Stored records:
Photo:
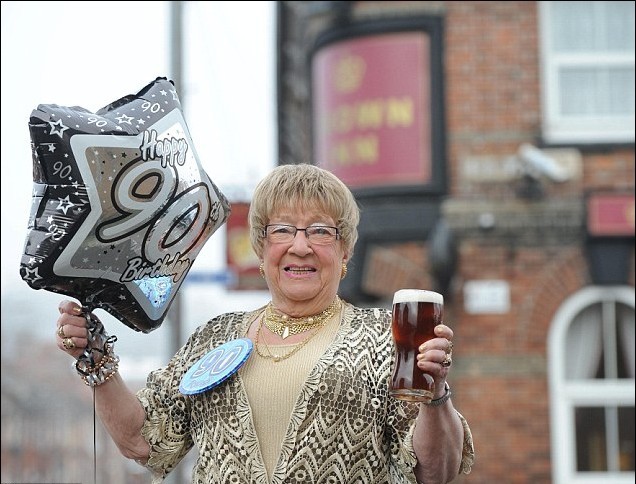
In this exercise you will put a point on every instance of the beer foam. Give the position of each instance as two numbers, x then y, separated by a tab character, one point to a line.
417	295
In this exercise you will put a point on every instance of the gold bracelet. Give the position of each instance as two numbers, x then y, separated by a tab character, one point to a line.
443	399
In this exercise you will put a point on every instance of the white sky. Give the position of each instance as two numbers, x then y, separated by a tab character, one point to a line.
89	54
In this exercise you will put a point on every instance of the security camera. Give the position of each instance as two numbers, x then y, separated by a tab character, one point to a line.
536	163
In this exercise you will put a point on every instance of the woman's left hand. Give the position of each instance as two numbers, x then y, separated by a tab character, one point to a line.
436	357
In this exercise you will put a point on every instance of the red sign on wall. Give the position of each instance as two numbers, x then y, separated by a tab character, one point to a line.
371	108
610	215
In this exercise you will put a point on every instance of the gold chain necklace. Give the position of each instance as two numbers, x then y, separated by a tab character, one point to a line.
285	326
297	348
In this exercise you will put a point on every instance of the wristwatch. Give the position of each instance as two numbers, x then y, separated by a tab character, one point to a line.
441	400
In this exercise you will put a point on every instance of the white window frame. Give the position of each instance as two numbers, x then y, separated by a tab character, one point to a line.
563	129
566	395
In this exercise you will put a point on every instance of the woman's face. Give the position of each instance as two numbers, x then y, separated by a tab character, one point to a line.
303	277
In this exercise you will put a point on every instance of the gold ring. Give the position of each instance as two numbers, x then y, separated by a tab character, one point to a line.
68	343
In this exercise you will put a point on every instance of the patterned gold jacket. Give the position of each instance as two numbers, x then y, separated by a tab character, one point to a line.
344	429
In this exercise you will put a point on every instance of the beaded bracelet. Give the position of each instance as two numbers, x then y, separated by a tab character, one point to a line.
443	399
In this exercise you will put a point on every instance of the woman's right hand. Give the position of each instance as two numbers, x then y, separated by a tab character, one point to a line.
71	333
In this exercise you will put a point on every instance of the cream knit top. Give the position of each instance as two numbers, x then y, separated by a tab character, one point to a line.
273	387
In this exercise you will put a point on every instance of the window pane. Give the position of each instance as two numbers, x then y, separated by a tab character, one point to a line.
626	438
590	439
578	88
620	25
596	91
573	26
620	91
593	26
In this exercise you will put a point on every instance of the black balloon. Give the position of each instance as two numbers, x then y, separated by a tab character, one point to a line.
121	204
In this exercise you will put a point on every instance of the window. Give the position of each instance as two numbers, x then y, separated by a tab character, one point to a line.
591	351
587	54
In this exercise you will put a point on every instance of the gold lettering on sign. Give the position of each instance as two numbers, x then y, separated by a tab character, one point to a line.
391	112
360	150
349	73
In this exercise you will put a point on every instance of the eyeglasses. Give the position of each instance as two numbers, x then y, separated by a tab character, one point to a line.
316	234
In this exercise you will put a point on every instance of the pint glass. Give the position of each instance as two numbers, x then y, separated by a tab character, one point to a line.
415	314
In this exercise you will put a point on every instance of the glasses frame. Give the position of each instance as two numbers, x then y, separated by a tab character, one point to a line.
297	229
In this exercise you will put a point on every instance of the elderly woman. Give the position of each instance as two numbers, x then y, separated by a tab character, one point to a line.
311	404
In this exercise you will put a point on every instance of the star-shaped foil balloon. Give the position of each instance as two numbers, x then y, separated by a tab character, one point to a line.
121	204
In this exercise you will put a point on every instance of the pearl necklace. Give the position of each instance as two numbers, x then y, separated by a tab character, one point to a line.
285	326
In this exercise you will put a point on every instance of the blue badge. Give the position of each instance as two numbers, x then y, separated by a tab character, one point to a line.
216	366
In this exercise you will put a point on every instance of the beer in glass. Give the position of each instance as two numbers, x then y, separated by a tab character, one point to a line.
415	314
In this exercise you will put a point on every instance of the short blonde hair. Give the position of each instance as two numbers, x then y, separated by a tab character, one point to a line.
304	186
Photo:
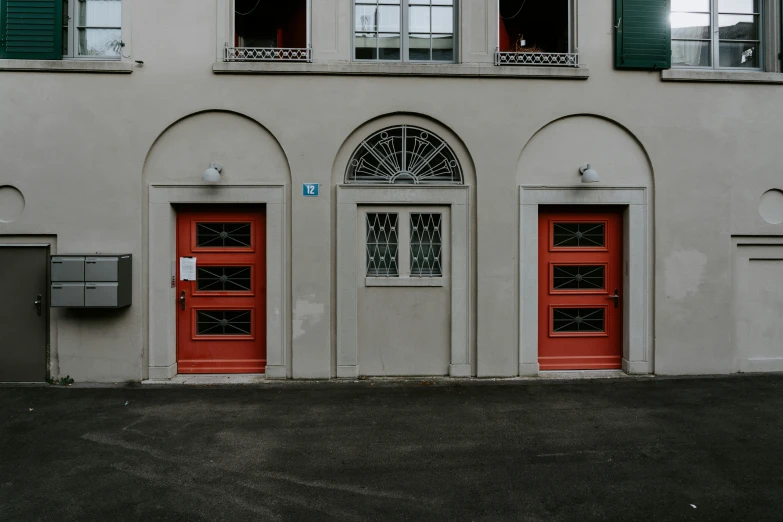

== ACTION ITEM ==
Excluding the images, return each record above precisely as written.

== EXPECTED ANSWER ==
Photo:
In this exercise you will put a point on every instance of the beer foam. Give the position of each instance as two numbers, x then y, separated by a tab character, one point to a line.
417	295
In this exercise you will put a point on every instance of the gold bracelet. Give the position of each instance as two numbers, x then y, separated by a tab character, one point to a line.
443	399
In this exercise you will put a point on every instance of the white sky. Give the position of each instance as two numbers, x then y, separated by a tab character, one point to a line.
89	54
In this exercise you will put a point on every instance of the security camera. Give the position of each instance as two numbers, x then y, separated by a tab character, one point to a line.
536	163
In this exercise you will put a point on every instance of the woman's left hand. Give the position of each instance as two numbers, x then y, separated by a tab character, one point to a line.
436	357
In this exercise you will put a point on every instance of the red sign on wall. Give the position of each instance as two numbers, x then y, separated by a tab character, one point to a line.
371	108
610	215
In this exercise you will put a point on every instance of the gold chain necklace. Give the position of each instance as two numbers, x then y, separated by a tab character, one point to a line.
285	326
297	348
In this exercise you will put a point on every instance of the wristwatch. Give the position of each instance as two numbers, x then y, separated by a tab character, one point to a line.
441	400
In this exercise you will put a point on every instance of the white window frame. Give the position of each instance as two numbers, x then y, separated by a tab character, one point to a line.
563	129
566	395
In this exercise you will put a point on every instance of the woman's face. Give the position of each instance as two numbers, x then y, separated by a tab character, one point to a line.
303	277
In this exercise you will put a point on every instance of the gold ring. Give the position of each instance as two numbers, x then y, separated by a tab character, one point to a line.
68	343
In this exercise you will put a point on every instance of the patterned gold jacket. Give the position of each instance as two numbers, x then y, separated by a tab character, one point to a line.
344	429
In this exercise you will put a point on every instance of the beaded bracelet. Give the position of each instance as two numbers, x then y, separated by a tab character, one point to a line.
443	399
In this exercise you will put a point on every instance of the woman's right hand. Give the position of each instance as two numbers, x then y, separated by a tab character, one point to a line.
71	333
In this exercise you will put a point on every instance of the cream knit top. Give the position of each instance as two numbers, x then y, separated by a tab character, one point to a line.
273	387
In this exercise you will put a point on every instance of the window pane. Give the position of each instance as two numbers, x then y, separated by a tab character, one point to a line.
626	438
590	439
578	88
620	25
596	91
573	26
620	91
593	26
In this exercise you will put a point on every instance of the black balloon. Give the position of each instance as two numbers, x then y, separated by a tab character, one point to a line.
121	204
In this exercise you will put a point on every instance of the window. Give the position of each instance as two numbers, x then y, separated by a tab character, one point to a line.
591	351
587	54
In this exercise you will put a point on every instance of the gold lettering on sign. Give the position of each instance as two numbers, x then y, separated by a tab character, one point to a line.
391	112
360	150
349	73
In this exercise you will put a point on every instance of the eyeglasses. Give the position of each instance as two numbers, x then y, separated by a tab character, one point to a line.
316	234
In this exercise you will put a point on every instance of the pint glass. Give the position of each instance as two numbers, x then y, separated by a tab character, one point to a line.
415	314
In this exercise you will put a point on every instance of the glasses frame. Give the position of each instance as two numbers, x then y, separated by a tab character, one point to a line.
297	229
In this exercise you will put a point on every instance of the elderly woman. Give the position of each instance as two numbers, x then y, separated by a tab character, one point to a line.
311	404
In this exercise you will put a point on every instance of the star-shaped foil balloon. Give the position of each instance as two numbers, x then y, separated by a tab character, one point to a line.
121	204
In this exercise you will put a point on every instance of the pearl necklace. Give the position of each instance as two numbers, x then y, separated by a tab character, one point to a line.
285	326
In this exercise you will put a point on every instance of the blue badge. Give the position of each instance as two numbers, x then y, separated by a tab character, one point to a line.
216	366
In this exercise you will put a point on every instance of the beer in glass. Give the position of each instance as two numbers, x then y, separated by a tab character, one point to a line.
415	314
In this exercise you will put a point on every instance of the short blonde hair. Give the position of each instance as two numbers, x then y, separated by a tab character, one point to a line.
304	186
Photo:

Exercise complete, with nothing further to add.